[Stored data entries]
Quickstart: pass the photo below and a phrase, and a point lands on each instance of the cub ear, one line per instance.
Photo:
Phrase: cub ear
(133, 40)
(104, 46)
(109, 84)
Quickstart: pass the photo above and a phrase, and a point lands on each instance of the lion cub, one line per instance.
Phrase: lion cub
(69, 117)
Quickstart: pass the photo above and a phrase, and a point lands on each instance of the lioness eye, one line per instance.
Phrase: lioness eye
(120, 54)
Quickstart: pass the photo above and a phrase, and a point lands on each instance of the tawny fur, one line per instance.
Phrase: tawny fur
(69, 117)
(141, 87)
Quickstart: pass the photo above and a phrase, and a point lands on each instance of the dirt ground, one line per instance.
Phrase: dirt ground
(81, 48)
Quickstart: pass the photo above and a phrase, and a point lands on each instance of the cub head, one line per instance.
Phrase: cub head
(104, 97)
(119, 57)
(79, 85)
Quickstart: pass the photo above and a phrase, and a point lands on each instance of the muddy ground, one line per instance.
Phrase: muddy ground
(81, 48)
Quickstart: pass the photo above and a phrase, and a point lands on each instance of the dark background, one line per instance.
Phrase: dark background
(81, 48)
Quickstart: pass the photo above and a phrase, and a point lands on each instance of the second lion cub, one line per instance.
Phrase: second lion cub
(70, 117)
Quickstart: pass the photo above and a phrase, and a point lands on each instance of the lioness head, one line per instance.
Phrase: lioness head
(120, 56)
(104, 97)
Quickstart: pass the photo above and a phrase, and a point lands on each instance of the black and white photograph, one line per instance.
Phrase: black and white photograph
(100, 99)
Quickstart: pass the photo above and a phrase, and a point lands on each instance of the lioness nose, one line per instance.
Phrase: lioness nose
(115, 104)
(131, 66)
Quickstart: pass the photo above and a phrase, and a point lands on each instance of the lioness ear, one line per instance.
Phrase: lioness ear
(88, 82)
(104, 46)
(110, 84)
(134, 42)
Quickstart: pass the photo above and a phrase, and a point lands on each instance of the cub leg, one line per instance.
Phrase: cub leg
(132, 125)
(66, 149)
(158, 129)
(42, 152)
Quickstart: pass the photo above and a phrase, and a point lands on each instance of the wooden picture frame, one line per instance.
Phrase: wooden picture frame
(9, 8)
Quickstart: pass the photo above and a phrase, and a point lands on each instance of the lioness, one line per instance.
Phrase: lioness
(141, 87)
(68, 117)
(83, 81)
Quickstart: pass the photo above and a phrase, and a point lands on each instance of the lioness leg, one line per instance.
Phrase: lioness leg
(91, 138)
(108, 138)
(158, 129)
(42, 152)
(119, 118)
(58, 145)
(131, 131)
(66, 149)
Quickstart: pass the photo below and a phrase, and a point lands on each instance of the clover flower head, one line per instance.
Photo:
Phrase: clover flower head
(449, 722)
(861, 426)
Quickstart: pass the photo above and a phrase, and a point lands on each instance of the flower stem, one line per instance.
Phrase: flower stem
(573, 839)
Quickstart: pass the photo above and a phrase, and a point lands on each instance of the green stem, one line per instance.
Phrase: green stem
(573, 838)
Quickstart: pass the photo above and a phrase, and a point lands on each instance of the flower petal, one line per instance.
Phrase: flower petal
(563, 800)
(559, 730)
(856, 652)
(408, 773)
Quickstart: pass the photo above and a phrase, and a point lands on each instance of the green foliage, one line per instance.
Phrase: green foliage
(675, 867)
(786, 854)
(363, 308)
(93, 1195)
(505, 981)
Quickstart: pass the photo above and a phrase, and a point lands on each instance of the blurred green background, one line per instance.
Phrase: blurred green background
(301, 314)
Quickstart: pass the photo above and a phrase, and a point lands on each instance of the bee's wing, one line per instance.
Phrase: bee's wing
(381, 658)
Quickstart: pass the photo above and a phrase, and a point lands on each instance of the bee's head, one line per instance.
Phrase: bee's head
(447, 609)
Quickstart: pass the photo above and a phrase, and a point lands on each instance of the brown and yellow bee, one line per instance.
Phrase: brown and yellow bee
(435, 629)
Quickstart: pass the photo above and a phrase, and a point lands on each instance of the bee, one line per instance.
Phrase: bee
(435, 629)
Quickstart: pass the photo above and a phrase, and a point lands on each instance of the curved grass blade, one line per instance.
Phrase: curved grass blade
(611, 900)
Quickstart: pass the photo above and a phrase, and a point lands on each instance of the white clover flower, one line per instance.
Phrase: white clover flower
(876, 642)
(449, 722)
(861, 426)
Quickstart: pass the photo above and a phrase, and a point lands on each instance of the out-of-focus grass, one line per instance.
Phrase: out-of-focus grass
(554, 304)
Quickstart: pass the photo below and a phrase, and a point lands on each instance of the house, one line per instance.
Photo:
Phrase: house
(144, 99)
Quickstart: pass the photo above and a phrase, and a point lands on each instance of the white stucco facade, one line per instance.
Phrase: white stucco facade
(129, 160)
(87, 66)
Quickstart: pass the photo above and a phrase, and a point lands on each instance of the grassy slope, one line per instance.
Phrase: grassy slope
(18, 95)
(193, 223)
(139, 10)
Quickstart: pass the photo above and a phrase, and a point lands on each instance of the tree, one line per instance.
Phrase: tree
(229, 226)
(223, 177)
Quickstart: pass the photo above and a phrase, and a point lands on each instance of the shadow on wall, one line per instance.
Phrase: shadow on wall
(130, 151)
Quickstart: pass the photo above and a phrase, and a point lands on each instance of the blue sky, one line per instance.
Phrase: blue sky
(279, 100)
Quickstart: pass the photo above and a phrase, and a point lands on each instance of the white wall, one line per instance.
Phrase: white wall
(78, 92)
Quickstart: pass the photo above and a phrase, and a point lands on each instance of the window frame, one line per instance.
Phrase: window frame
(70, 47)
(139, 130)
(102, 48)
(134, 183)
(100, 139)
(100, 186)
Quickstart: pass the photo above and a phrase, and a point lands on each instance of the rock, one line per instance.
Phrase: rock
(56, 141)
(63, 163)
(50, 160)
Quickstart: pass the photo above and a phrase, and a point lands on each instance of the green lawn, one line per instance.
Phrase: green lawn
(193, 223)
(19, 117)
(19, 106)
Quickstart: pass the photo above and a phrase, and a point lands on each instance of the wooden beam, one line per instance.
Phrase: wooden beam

▶ _EXERCISE_: Give the data again, exactly as it appears above.

▶ _ANSWER SECTION_:
Quickstart: pass the photo below and a phrase, and a point lands on each instance of the cub ear, one line per instance.
Photo:
Phrase: cub ear
(133, 40)
(104, 46)
(109, 84)
Quickstart: pass the photo above and a phrase, and a point lands on each instance of the lion cub, one line per instance.
Phrase: lion cub
(69, 117)
Quickstart: pass the photo above and a phrase, and a point lands on each instance of the lioness eye, one line per instance.
Phrase: lioness eye
(120, 54)
Quickstart: pass the photo above and a phrase, and a point lands on each instance of the tawny fur, one line per instance.
Phrase: tawny fur
(69, 117)
(141, 87)
Quickstart: pass the photo above and a phrase, and a point lands on each instance of the dirt ground, one line per instance.
Phrase: dirt ground
(81, 48)
Quickstart: pass the photo above and a phrase, and a point lands on each instance of the cub head, one line per instance.
Phrase: cub head
(104, 97)
(119, 57)
(79, 85)
Quickstart: pass the photo above and a phrase, and a point lands on each instance of the muddy ground, one line per instance.
Phrase: muddy ground
(81, 48)
Quickstart: pass the photo above and a phrase, and a point lands on each instance of the dark background, one line per instance.
Phrase: dark background
(81, 48)
Quickstart: pass the photo above and a phrase, and a point lands on each instance of the second lion cub, one line per instance.
Phrase: second lion cub
(70, 117)
Quickstart: pass the photo above and a phrase, and a point lands on each instance of the lioness head, one line per instance.
Phrase: lioness head
(120, 56)
(104, 97)
Quickstart: pass the photo above and a phrase, and a point lands on each instance of the black and white photograph, one line per instance.
Phrase: black and white photograph
(100, 99)
Quickstart: pass the photo above and a phrase, and a point lands on each instance of the lioness nose, one line per instance.
Phrase: lioness nose
(115, 104)
(131, 66)
Quickstart: pass the photo above and a phrase, and a point lands on each instance of the lioness ear, one line per instance.
Phrase: lioness ear
(88, 82)
(104, 46)
(110, 84)
(134, 42)
Quickstart: pass the photo above and a phrase, and a point lands on each instance of the cub leg, one line per instance.
Phrase: cub leg
(132, 125)
(66, 149)
(158, 129)
(42, 152)
Quickstart: pass the photo above and a phrase, and a point lands on each instance of the wooden picture frame, one line per instance.
Phrase: wooden picture frame
(9, 8)
Quickstart: pass the photo above and a phrase, and a point lands on each instance of the lioness, one line per instance.
Phrase: lioness
(141, 87)
(68, 117)
(83, 81)
Quickstart: pass the photo above and a phrase, and a point lands on each instance of the lioness leg, one line per instance.
Phrase: lioness leg
(91, 138)
(108, 138)
(158, 129)
(42, 152)
(119, 118)
(58, 145)
(131, 131)
(66, 149)
Quickstart: pass the photo below and a phrase, and a point lands on each instance of the clover flower head, one line per instance.
Photo:
Phrase: clover flower head
(449, 722)
(861, 426)
Quickstart: pass the photo above and a phrase, and a point lands on each instance of the flower stem, one line per instance.
Phrase: flower stem
(573, 839)
Quickstart: pass the photo above and a phrase, and a point lands on each instance of the green stem, one line per instance.
Phrase: green stem
(573, 838)
Quickstart: pass the photo above and a phrase, and a point lands on each instance of the flower petal, one line per instance.
Phrase: flower petal
(563, 800)
(559, 730)
(856, 652)
(408, 773)
Quickstart: pass the photo above and a phrase, and a point lands on each instance of the green foliage, one line per instance.
Phrase: green foliage
(675, 867)
(786, 854)
(363, 308)
(93, 1195)
(505, 981)
Quickstart: pass the photo above and a phrase, and a point lands on each instance of the blurred green background, one line per instance.
Phrase: blurred green background
(301, 314)
Quickstart: pass the photo above and a phrase, and a point lands on each instance of the bee's wing, one line per instance.
Phrase: bee's wing
(381, 658)
Quickstart: pass the photo above and a phrase, and a point lands on each instance of the bee's head, one line per instance.
Phrase: bee's head
(447, 609)
Quickstart: pass the photo above and a phrase, and a point lands on each instance of the brown and yellow bee, one line per instance.
Phrase: brown and yellow bee
(435, 629)
Quickstart: pass the photo above and a phrase, and a point lands on each instance of the bee, one line per instance.
Phrase: bee
(435, 629)
Quickstart: pass the photo above and a phrase, and a point lands on each instance of the curved grass blade, one line per instance.
Phrase: curved grass blade
(611, 900)
Quickstart: pass the photo above and a phrase, and a point lands on each instance of the white clover flower, one line per instance.
Phrase: white clover flower
(876, 642)
(449, 722)
(861, 426)
Quickstart: pass the photo above and a phrase, and a point lands on each instance of the out-of-focus grass, one line per instance.
Phrase: out-of-focus grass
(554, 304)
Quickstart: pass the photo below and a phrase, and a point lands on each instance of the house, one line per instance.
Photo:
Phrase: house
(144, 99)
Quickstart: pass the photo above and a phrase, and a point lands on each instance of the white stucco facade, one line per instance.
Phrase: white stucco facade
(129, 160)
(87, 66)
Quickstart: pass the photo above and a phrase, and a point lands on each instance of the grassy slope, one line per instance.
Phrase: grassy slope
(18, 95)
(193, 223)
(139, 10)
Quickstart: pass the photo above and a phrase, and a point lands on each instance of the tree, one line per instance.
Phrase: tree
(229, 226)
(223, 177)
Quickstart: pass the photo above and a phrase, and a point lands on each instance of the shadow on wall, one line per instance.
Phrase: shadow on wall
(130, 151)
Quickstart: pass the photo above and a phrase, and a point lands on each instance of the blue sky, one line per instance.
Phrase: blue sky
(279, 100)
Quickstart: pass the photo above and a phrase, and a point lands on each instance of the white wall, one line per instance.
Phrase: white wall
(78, 92)
Quickstart: pass the photo above and a phrase, and a point lands on each instance of the window frame, one line per instance.
Phrase: window frame
(70, 47)
(139, 130)
(102, 48)
(134, 183)
(100, 139)
(100, 186)
Quickstart: pass the photo above and a phrase, and a point lands on each instance of the rock, one line per instance.
Phrase: rock
(56, 141)
(63, 163)
(50, 160)
Quickstart: pass the photo above and a phrase, and a point lands on each instance of the green lawn, one line per instance.
Phrase: green lawn
(193, 223)
(19, 117)
(19, 106)
Quickstart: pass the photo above and a phrase, and a point lands on each instance of the wooden beam, one line per instance.
Phrase: wooden beam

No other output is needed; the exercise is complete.